In the data that follows, find the line containing "the black baluster"; then quote that line and every line after it, exactly, through the last one.
• • • • • • •
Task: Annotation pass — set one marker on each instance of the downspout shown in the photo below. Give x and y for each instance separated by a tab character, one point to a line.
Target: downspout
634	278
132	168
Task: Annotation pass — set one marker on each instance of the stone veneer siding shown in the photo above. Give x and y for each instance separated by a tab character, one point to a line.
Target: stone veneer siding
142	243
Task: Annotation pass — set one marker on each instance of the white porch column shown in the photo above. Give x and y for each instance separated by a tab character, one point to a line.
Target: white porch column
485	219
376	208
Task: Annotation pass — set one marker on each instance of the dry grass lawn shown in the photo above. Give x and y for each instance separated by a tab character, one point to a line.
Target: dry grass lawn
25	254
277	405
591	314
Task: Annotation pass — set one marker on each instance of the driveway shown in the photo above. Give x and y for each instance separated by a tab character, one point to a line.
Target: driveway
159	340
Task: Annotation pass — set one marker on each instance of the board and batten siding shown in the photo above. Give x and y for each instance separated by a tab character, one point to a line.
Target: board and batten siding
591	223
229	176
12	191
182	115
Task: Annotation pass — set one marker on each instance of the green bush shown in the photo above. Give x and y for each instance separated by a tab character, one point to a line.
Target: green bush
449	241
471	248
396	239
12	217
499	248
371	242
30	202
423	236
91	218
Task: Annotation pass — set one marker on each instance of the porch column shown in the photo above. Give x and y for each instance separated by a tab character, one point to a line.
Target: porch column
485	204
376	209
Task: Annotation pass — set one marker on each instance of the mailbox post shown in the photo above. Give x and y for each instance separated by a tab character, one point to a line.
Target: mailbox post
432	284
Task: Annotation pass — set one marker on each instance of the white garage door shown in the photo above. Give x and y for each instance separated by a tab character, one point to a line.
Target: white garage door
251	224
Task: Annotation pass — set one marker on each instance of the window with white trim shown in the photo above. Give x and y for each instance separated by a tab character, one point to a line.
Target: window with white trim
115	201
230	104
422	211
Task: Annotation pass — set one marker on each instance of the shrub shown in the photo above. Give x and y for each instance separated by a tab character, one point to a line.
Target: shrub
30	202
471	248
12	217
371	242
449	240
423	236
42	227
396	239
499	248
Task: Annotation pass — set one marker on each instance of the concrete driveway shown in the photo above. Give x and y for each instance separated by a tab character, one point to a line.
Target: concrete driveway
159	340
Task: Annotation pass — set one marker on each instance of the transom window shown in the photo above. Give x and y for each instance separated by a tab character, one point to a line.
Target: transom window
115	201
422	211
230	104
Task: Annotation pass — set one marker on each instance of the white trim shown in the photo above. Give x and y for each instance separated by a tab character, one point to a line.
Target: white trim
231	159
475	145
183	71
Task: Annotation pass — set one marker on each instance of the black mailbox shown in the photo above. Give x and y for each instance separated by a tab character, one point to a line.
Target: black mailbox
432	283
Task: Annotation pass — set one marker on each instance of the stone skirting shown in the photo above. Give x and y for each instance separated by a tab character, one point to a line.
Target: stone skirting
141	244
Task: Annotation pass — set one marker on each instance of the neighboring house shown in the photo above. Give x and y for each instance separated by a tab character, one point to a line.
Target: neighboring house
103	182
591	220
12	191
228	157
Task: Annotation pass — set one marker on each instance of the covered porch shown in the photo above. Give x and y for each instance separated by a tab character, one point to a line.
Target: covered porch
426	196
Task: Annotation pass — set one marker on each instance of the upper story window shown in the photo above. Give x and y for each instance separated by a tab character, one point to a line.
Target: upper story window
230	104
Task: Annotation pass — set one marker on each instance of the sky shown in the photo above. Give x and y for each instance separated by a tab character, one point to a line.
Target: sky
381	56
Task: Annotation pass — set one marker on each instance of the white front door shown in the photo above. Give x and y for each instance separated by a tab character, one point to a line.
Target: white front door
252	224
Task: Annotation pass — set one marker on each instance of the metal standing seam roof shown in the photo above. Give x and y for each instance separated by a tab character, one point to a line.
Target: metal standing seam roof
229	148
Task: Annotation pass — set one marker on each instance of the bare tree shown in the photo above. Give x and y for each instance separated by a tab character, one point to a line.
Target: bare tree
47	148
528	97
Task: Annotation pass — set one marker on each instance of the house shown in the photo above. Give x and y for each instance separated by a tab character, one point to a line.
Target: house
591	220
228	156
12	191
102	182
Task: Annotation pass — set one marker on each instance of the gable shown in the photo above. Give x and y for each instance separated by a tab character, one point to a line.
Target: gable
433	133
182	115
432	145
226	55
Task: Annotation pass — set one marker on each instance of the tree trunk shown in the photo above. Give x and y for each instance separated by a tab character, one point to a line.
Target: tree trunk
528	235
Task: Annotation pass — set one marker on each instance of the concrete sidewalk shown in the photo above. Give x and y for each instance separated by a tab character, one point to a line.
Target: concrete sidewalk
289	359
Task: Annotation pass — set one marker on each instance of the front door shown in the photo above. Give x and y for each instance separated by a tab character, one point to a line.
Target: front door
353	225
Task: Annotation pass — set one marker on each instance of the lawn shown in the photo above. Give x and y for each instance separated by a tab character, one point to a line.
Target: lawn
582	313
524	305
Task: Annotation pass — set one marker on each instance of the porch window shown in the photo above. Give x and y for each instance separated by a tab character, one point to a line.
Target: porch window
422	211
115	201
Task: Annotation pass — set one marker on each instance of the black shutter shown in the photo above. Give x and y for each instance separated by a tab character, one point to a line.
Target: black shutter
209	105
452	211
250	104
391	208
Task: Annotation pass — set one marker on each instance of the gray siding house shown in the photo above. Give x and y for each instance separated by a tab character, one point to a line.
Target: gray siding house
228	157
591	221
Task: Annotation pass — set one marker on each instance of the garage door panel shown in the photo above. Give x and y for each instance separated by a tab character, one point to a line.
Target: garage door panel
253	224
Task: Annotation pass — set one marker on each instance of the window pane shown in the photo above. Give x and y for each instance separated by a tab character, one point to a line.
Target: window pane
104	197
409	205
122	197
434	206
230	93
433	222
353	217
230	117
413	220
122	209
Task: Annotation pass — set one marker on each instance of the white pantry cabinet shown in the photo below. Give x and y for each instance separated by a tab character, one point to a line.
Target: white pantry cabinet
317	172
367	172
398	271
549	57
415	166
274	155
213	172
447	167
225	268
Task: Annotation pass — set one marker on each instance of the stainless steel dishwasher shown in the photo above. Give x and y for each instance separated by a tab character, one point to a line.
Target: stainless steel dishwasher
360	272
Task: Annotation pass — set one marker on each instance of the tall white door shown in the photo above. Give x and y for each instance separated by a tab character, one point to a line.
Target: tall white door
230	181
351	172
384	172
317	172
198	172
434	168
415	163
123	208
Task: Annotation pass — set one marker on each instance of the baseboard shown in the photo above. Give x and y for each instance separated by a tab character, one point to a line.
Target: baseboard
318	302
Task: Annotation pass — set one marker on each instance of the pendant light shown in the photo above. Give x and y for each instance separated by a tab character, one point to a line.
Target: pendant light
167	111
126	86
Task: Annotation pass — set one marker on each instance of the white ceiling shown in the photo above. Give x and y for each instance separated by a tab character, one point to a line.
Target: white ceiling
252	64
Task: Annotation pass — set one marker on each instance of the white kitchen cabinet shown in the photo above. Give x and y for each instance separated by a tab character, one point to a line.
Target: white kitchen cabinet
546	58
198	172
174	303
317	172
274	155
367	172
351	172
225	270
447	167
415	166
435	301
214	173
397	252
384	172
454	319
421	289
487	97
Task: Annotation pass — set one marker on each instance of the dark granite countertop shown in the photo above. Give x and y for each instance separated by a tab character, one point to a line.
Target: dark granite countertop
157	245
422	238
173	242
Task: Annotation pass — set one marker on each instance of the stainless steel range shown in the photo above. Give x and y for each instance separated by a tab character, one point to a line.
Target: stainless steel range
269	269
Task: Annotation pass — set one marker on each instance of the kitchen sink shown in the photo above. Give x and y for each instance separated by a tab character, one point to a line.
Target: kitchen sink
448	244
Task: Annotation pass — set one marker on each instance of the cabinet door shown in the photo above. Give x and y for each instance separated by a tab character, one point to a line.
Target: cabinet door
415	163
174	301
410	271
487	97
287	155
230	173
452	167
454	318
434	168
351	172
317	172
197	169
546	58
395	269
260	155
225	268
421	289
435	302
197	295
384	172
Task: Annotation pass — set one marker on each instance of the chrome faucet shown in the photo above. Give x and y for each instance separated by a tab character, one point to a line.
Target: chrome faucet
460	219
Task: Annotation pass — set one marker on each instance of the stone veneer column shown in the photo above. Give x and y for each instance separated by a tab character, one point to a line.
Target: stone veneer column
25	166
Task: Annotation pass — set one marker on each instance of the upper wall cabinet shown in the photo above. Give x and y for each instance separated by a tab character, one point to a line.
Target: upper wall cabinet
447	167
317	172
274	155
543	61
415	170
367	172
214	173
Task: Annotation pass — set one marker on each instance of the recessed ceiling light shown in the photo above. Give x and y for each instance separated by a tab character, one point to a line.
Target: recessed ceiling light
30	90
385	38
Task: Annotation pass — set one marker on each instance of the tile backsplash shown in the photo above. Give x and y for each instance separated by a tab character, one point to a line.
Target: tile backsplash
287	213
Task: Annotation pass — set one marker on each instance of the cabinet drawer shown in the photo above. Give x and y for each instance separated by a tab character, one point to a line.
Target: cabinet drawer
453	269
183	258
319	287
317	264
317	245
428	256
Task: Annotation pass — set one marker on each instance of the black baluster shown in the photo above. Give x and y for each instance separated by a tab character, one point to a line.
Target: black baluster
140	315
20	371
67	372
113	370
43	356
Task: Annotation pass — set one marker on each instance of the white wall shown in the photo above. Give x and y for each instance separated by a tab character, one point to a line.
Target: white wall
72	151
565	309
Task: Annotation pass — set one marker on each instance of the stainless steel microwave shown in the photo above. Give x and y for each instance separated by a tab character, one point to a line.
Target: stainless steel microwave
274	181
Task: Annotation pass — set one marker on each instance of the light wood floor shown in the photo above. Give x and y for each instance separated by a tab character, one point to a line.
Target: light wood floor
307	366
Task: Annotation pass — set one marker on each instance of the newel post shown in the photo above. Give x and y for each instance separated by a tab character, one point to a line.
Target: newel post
• • • • • • •
# Completed task:
Task: Annotation pass — set one marker on each instance of the black baluster shown in the photo above. Give x and y for each instance separated by a tab character, one point to a line.
Target: black baluster
140	315
20	371
67	372
113	370
43	356
Task: Annotation pass — set one marker on each instance of the white wall shown in the photo above. Give x and y for each instance separated by a tab character, one point to a line.
Target: white wall
72	151
565	309
Task: Annotation pass — set one marker on each instance of the stainless steel microwave shown in the photo above. Give x and y for each instance separated by a tab character, one point to a line.
Target: stainless steel microwave
274	181
Task: Annotation pass — set one marker on each instance of the light wood floor shown in the photo above. Give x and y for each instance separated by a tab character, one point to a line.
Target: light wood floor
307	366
Task: Annotation pass — set one marker on each instance of the newel post shown in the photo above. Give x and y for each instance separated by a tab character, one point to a line.
Target: newel post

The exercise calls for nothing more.